• _Required task_
Rescale the records from the line with "Practice step: identify the teal" to the line with "Practice step: identify the fritter", both ends included, and give back only those lines, requests included, with each point coordinate multiplied by 1.8 and rounded to a whole number, halves up.

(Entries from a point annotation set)
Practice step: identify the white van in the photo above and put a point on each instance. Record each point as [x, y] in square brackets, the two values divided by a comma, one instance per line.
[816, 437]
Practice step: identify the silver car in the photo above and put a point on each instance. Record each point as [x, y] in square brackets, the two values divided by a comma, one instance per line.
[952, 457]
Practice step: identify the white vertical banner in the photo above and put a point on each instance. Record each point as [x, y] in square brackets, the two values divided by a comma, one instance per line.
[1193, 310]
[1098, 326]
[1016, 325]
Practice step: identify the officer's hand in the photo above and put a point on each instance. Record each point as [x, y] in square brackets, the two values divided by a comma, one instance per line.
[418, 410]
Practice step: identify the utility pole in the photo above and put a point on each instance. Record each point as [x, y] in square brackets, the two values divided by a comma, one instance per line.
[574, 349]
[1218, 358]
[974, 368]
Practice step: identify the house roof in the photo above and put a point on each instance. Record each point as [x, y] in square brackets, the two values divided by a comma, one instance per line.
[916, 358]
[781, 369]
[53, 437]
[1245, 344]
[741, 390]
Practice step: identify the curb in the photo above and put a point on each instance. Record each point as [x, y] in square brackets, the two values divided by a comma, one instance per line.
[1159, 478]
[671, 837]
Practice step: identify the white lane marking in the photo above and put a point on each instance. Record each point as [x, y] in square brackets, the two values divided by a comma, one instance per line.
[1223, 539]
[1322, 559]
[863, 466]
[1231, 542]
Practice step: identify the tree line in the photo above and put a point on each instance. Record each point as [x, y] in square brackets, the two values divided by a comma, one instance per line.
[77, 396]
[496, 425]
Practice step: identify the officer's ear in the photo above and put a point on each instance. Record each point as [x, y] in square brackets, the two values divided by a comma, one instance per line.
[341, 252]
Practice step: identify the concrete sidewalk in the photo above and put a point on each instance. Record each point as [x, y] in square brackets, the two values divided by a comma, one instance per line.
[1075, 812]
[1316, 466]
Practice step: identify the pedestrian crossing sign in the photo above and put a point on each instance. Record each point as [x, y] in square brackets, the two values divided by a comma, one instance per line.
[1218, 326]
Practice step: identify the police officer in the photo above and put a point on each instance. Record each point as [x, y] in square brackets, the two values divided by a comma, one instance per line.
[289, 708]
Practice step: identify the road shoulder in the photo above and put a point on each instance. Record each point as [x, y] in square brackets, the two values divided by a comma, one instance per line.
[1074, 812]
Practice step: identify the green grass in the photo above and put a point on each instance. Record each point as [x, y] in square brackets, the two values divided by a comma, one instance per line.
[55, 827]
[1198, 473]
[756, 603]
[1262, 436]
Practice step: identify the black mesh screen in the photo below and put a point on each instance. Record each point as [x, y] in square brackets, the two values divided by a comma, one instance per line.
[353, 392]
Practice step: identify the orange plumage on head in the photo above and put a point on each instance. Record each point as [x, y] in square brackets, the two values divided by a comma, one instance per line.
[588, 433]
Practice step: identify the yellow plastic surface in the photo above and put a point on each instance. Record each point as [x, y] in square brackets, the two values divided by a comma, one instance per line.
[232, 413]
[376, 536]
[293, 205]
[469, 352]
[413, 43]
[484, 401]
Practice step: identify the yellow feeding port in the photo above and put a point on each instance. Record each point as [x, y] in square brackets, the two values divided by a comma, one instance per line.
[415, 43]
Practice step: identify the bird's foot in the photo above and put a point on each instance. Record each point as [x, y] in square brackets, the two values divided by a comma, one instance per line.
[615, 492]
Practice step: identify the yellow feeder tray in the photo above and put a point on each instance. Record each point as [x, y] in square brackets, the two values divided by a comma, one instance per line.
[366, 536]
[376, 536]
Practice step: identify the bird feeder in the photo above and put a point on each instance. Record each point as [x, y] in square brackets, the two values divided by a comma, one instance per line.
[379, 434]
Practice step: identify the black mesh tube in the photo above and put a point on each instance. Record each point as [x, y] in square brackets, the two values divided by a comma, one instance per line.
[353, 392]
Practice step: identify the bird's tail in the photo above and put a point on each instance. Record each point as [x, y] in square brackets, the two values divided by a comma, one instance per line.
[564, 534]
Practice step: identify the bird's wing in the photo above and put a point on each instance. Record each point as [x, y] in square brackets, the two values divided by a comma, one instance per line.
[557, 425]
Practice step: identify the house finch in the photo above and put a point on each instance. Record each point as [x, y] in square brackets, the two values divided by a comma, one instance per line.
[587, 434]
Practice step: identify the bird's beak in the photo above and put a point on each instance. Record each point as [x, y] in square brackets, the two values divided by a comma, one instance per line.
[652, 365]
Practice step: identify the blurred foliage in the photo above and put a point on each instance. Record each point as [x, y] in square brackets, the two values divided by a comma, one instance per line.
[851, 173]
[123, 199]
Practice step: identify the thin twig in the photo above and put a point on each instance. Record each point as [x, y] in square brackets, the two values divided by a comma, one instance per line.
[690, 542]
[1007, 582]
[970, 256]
...
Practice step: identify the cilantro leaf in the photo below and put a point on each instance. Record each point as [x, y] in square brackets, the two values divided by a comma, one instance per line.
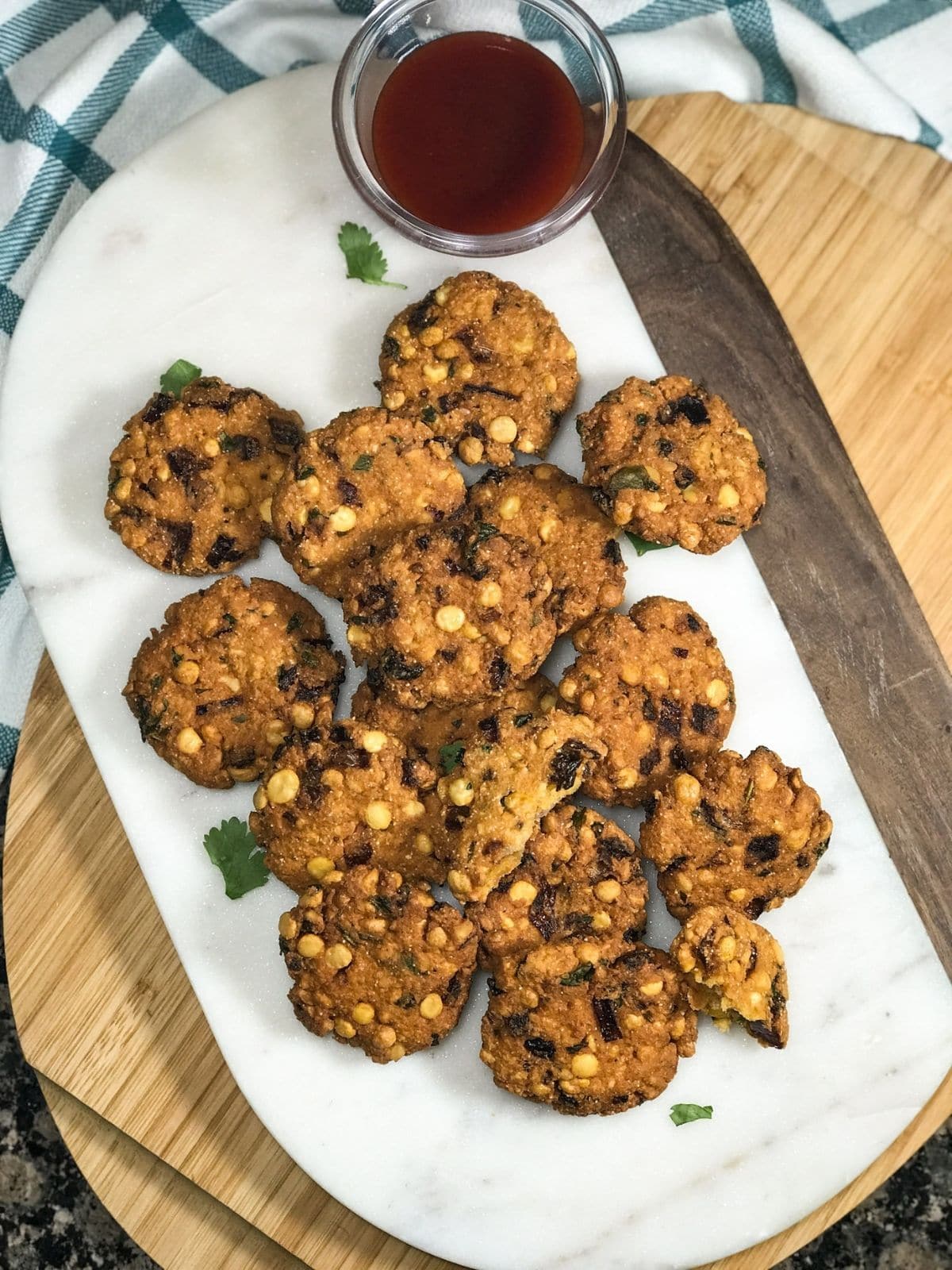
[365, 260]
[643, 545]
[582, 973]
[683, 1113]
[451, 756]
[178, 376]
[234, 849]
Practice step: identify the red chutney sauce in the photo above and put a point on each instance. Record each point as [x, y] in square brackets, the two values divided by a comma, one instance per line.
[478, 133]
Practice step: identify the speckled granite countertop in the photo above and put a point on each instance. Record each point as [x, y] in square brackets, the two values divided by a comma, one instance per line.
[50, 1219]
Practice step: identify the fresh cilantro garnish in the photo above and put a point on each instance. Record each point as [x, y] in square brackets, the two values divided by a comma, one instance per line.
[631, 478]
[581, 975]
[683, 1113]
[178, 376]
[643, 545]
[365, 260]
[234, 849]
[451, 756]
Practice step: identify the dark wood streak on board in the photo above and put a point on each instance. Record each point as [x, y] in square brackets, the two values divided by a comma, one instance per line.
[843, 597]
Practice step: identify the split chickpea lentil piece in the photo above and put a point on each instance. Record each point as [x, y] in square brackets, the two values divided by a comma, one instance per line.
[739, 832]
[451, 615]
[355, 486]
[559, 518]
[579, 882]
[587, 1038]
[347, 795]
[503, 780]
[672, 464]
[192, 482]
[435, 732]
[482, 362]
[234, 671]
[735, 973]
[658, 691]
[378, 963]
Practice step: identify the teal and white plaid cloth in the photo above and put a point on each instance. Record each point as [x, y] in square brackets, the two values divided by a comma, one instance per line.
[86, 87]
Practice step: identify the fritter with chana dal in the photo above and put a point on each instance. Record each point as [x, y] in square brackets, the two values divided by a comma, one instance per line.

• _Task response_
Practice step: identify the teal and white plaid cloth in the photo above and put a point on each instance. Record each point as [x, y] in square brackets, the two values divided by a comma, one instance per line.
[155, 157]
Practice step: identify the fritter with chana dal in the photo above and put a point on each instance. Record each point as [x, y] in square brackets, the two values divided by a comma, one instance per line.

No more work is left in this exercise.